Requirement
Which lines in the items below contain the string "reflection"? Pull out each of those lines and copy it.

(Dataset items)
========
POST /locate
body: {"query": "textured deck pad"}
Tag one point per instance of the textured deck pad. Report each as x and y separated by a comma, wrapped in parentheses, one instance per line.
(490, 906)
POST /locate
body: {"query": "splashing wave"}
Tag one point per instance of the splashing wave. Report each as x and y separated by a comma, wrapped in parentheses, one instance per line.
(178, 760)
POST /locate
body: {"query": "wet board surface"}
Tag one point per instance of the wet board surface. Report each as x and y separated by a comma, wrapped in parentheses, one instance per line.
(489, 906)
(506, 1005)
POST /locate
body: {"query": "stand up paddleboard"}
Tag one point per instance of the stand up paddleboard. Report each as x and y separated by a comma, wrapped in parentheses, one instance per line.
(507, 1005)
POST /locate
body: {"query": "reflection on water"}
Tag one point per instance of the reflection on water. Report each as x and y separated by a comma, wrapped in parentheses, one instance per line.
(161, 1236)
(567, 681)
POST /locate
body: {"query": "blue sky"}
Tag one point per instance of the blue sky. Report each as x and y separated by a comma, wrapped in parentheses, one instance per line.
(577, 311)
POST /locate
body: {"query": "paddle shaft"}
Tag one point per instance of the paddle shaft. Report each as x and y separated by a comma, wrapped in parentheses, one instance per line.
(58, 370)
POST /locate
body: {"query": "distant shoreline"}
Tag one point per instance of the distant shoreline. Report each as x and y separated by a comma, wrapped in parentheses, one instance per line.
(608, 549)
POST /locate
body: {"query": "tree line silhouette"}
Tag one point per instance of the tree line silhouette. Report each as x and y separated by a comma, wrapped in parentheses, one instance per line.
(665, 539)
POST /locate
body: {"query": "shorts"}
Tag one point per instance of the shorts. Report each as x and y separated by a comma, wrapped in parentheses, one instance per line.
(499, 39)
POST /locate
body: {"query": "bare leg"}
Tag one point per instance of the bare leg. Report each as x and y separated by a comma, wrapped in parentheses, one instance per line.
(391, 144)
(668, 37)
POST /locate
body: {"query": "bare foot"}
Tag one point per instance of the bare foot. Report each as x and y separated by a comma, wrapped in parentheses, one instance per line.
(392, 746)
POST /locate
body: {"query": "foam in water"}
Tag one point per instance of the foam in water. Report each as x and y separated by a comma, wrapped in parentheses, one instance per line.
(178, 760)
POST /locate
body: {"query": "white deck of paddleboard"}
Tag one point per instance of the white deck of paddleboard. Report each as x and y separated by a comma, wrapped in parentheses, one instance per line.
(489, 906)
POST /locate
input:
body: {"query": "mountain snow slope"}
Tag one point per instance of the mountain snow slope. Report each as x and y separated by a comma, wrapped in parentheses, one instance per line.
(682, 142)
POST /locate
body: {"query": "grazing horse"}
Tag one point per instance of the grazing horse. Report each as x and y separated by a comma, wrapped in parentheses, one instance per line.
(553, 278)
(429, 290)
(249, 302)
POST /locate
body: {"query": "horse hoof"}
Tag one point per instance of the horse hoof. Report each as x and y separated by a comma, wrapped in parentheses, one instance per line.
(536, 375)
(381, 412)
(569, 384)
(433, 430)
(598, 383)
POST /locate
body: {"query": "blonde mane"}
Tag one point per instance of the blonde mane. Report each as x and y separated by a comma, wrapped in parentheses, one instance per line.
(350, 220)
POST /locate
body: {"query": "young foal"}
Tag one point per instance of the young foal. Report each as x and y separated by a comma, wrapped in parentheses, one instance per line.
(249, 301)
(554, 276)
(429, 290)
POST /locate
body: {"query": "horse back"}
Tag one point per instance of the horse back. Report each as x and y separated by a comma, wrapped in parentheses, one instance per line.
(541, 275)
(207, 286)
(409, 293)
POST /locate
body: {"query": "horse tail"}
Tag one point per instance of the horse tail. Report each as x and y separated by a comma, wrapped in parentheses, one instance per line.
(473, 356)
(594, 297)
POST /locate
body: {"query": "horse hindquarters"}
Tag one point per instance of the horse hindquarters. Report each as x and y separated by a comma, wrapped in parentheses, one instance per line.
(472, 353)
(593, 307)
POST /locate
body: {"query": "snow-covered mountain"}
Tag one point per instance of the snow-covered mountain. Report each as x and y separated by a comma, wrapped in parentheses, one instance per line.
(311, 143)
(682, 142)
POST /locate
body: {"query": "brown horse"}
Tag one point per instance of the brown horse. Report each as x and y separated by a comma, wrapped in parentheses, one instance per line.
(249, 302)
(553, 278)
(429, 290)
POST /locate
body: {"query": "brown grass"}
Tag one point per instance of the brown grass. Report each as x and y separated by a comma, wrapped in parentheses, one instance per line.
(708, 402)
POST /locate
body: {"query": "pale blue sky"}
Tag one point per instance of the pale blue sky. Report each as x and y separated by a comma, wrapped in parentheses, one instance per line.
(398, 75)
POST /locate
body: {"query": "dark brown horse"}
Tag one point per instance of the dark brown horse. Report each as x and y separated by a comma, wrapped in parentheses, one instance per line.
========
Answer
body: {"query": "reflection on water"}
Tag one point per instance of the reflection on water. Report each as x and y separated by a comma, wrapped in parentheses, one instance per line.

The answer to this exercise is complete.